[Begin]
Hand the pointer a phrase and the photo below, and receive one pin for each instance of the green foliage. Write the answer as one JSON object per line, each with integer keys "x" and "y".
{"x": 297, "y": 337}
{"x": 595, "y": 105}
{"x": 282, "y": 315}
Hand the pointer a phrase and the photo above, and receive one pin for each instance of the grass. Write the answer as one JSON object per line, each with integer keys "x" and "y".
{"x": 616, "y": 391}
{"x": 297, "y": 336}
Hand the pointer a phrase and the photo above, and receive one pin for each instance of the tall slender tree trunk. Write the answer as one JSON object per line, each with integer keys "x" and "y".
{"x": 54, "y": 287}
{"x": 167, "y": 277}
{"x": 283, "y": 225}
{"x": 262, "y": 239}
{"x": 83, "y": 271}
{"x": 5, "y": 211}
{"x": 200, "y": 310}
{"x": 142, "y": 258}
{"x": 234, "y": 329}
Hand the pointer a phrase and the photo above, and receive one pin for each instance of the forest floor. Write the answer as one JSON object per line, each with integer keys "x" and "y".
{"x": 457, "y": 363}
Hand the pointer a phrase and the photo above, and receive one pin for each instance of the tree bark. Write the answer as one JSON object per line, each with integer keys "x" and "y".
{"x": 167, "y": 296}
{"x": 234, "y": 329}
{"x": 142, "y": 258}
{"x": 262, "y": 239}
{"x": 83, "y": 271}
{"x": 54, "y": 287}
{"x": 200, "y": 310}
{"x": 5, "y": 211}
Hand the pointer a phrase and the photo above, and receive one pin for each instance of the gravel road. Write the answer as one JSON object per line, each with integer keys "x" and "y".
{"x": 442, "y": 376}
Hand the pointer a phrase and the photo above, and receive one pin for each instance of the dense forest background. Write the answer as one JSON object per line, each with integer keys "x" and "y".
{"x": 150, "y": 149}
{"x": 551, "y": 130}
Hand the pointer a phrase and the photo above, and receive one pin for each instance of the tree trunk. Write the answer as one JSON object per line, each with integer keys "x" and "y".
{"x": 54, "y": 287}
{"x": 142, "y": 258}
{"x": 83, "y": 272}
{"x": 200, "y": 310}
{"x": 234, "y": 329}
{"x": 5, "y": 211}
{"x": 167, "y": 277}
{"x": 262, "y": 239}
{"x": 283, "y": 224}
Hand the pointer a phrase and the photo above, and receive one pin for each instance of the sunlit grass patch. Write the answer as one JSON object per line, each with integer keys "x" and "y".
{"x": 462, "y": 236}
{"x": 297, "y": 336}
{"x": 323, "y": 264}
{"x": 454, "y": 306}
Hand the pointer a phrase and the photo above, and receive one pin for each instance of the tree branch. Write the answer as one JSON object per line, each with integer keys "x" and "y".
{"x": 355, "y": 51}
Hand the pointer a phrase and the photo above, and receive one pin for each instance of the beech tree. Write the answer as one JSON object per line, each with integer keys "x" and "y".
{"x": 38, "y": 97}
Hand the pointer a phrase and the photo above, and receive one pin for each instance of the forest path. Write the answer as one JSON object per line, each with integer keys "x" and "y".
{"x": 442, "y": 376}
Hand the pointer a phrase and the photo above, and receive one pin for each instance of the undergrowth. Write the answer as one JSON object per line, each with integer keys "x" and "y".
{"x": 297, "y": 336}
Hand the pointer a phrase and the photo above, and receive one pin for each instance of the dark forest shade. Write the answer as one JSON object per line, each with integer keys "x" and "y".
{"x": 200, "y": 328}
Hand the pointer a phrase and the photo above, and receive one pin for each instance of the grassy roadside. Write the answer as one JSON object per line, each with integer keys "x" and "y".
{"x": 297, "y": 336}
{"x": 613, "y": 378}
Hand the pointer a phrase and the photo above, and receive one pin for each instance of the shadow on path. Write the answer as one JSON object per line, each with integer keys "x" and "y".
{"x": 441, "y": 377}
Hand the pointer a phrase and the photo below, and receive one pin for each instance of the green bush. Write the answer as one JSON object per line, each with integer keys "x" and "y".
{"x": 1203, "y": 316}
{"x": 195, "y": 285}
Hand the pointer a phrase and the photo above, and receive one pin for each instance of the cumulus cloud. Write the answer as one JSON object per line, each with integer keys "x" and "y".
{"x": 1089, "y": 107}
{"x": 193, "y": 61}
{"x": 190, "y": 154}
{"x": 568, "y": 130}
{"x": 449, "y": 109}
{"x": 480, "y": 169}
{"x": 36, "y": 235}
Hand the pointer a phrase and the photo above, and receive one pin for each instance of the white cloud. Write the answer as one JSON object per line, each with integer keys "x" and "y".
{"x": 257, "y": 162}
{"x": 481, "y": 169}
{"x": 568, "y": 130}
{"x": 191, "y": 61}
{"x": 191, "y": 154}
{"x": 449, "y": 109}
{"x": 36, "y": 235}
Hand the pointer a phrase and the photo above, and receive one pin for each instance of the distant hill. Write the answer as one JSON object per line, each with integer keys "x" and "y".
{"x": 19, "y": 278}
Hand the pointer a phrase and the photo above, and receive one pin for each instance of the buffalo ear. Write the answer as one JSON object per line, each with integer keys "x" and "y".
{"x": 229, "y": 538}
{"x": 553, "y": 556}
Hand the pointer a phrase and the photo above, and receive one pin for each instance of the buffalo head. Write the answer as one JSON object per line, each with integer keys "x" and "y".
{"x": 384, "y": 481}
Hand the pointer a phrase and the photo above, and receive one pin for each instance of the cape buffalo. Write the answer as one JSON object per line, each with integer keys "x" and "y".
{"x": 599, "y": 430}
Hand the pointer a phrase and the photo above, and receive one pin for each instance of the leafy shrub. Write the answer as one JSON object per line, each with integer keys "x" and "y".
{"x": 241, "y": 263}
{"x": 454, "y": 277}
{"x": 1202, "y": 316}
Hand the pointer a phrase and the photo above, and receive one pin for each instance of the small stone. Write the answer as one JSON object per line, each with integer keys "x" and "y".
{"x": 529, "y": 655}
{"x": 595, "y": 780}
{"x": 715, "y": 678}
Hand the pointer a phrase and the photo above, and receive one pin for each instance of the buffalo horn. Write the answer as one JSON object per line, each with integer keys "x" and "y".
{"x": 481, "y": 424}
[End]
Rewrite all of the records above as a numbered list, omitting any blank lines.

Exercise answer |
1. Hand the pointer a phrase and the photo below, and receive one pin for each instance of the green foliage. Write the answer as one JSON object per line, each with integer keys "x" and "y".
2. {"x": 297, "y": 337}
3. {"x": 595, "y": 105}
4. {"x": 282, "y": 315}
5. Hand the pointer a phrase and the photo above, and receive one pin for each instance of the grass. Write the answer as one JSON object per line, each with integer keys "x" and "y".
6. {"x": 616, "y": 391}
7. {"x": 297, "y": 336}
8. Hand the pointer a phrase and the photo above, and receive one pin for each instance of the tall slender tree trunk. Write the answer as one JSON object per line, each with integer keys "x" and "y".
9. {"x": 54, "y": 287}
10. {"x": 167, "y": 277}
11. {"x": 283, "y": 225}
12. {"x": 262, "y": 239}
13. {"x": 83, "y": 271}
14. {"x": 5, "y": 211}
15. {"x": 200, "y": 310}
16. {"x": 142, "y": 258}
17. {"x": 234, "y": 329}
18. Hand the pointer a phrase and the photo above, and receive one pin for each instance of the forest floor. Write the answer as one JSON object per line, each with integer keys "x" and "y".
19. {"x": 457, "y": 363}
20. Hand the pointer a phrase and the photo above, and receive one pin for each instance of the tree bark. Write the answer as one JSON object per line, each with integer keys "x" and "y".
21. {"x": 167, "y": 296}
22. {"x": 234, "y": 329}
23. {"x": 142, "y": 258}
24. {"x": 262, "y": 239}
25. {"x": 83, "y": 271}
26. {"x": 54, "y": 287}
27. {"x": 200, "y": 310}
28. {"x": 5, "y": 211}
29. Hand the pointer a phrase and the photo above, and receive one pin for each instance of the gravel road. Write the answer as one JSON object per line, each with integer keys "x" and "y".
30. {"x": 442, "y": 376}
31. Hand the pointer a phrase and the photo above, and receive one pin for each instance of the dense forest background. Write the answer as one JSON object per line, each with integer keys "x" and "y".
32. {"x": 150, "y": 149}
33. {"x": 551, "y": 130}
34. Hand the pointer a phrase and the photo above, and receive one pin for each instance of the tree trunk. Write the answer as one JSON object per line, each with integer keys "x" and "y".
35. {"x": 54, "y": 287}
36. {"x": 142, "y": 258}
37. {"x": 83, "y": 272}
38. {"x": 200, "y": 310}
39. {"x": 234, "y": 329}
40. {"x": 5, "y": 211}
41. {"x": 167, "y": 277}
42. {"x": 262, "y": 239}
43. {"x": 283, "y": 224}
44. Hand the pointer a phrase and the photo above, and receive one pin for each instance of the sunlit grass patch. Write the answer as one JSON object per line, each with integer keys "x" and "y".
45. {"x": 462, "y": 236}
46. {"x": 297, "y": 336}
47. {"x": 323, "y": 264}
48. {"x": 454, "y": 306}
49. Hand the pointer a phrase and the photo above, and receive one pin for each instance of the tree branch. Write the answer as one JSON object per line, each with integer keys "x" and "y".
50. {"x": 355, "y": 51}
51. Hand the pointer a phrase and the photo above, and receive one pin for each instance of the beech tree. Write the answer as one JSON object per line, each with integer keys "x" and "y".
52. {"x": 38, "y": 97}
53. Hand the pointer a phrase and the photo above, and receive one pin for each instance of the forest path. Write the answer as one JSON object per line, each with integer keys "x" and "y".
54. {"x": 442, "y": 376}
55. Hand the pointer a phrase and the photo above, and receive one pin for each instance of the undergrowth. Write the answer as one JSON object per line, each with integer keys "x" and "y".
56. {"x": 297, "y": 336}
57. Hand the pointer a phrase and the photo above, and receive one pin for each instance of the dark forest shade. Write the answer as one JSON object per line, each with integer keys "x" and "y".
58. {"x": 200, "y": 328}
59. Hand the pointer a phrase and the photo above, and receive one pin for each instance of the grassy roadside. Write the answer as one JSON object per line, each with integer keys "x" and "y".
60. {"x": 297, "y": 336}
61. {"x": 613, "y": 378}
62. Hand the pointer a phrase and the photo above, and receive one pin for each instance of the shadow on path. Write the answer as one JSON object per line, each with integer keys "x" and "y".
63. {"x": 441, "y": 377}
64. Hand the pointer a phrase and the photo below, and receive one pin for each instance of the green bush. Write the answer as one JSON object per line, each with integer keys "x" and "y".
65. {"x": 1203, "y": 316}
66. {"x": 195, "y": 285}
67. Hand the pointer a phrase and the photo above, and receive one pin for each instance of the cumulus cloud. Write the answer as one JSON object per line, each with integer keys "x" and "y".
68. {"x": 1089, "y": 107}
69. {"x": 193, "y": 61}
70. {"x": 190, "y": 154}
71. {"x": 568, "y": 130}
72. {"x": 449, "y": 109}
73. {"x": 480, "y": 169}
74. {"x": 36, "y": 235}
75. Hand the pointer a phrase and the photo above, and receive one pin for each instance of the white cloud. Write the answer as one JSON object per line, each with integer keys "x" and "y".
76. {"x": 257, "y": 162}
77. {"x": 481, "y": 169}
78. {"x": 568, "y": 130}
79. {"x": 191, "y": 61}
80. {"x": 191, "y": 154}
81. {"x": 449, "y": 109}
82. {"x": 36, "y": 235}
83. Hand the pointer a phrase and the photo above, and receive one pin for each instance of the distant hill. Write the answer as one JSON object per line, each with integer keys "x" and "y".
84. {"x": 19, "y": 278}
85. Hand the pointer a phrase and the photo above, and receive one pin for each instance of the buffalo ear. Write the answer as one JSON object per line, each with integer keys "x" and "y".
86. {"x": 229, "y": 538}
87. {"x": 553, "y": 556}
88. Hand the pointer a phrase and the photo above, and receive one pin for each instance of the buffalo head. Write the answer as one JSON object per line, each with integer keys "x" and "y".
89. {"x": 384, "y": 481}
90. Hand the pointer a phrase and the photo above, and receive one pin for each instance of the cape buffalo. Write the answer as one JSON object per line, each with integer keys "x" and "y".
91. {"x": 599, "y": 430}
92. Hand the pointer a phrase and the photo above, and receive one pin for each instance of the leafy shrub. Write the answer as one JSON object per line, each with integer keys "x" and "y".
93. {"x": 241, "y": 263}
94. {"x": 454, "y": 277}
95. {"x": 1202, "y": 316}
96. Hand the pointer a phrase and the photo above, and receive one pin for each instance of the small stone. Write the answer as one JSON object per line, each with integer keys "x" and "y".
97. {"x": 529, "y": 655}
98. {"x": 595, "y": 780}
99. {"x": 715, "y": 678}
100. Hand the pointer a phrase and the photo above, and receive one pin for each instance of the buffalo horn. Write the answer as one JSON object per line, each with integer keys "x" and "y".
101. {"x": 481, "y": 424}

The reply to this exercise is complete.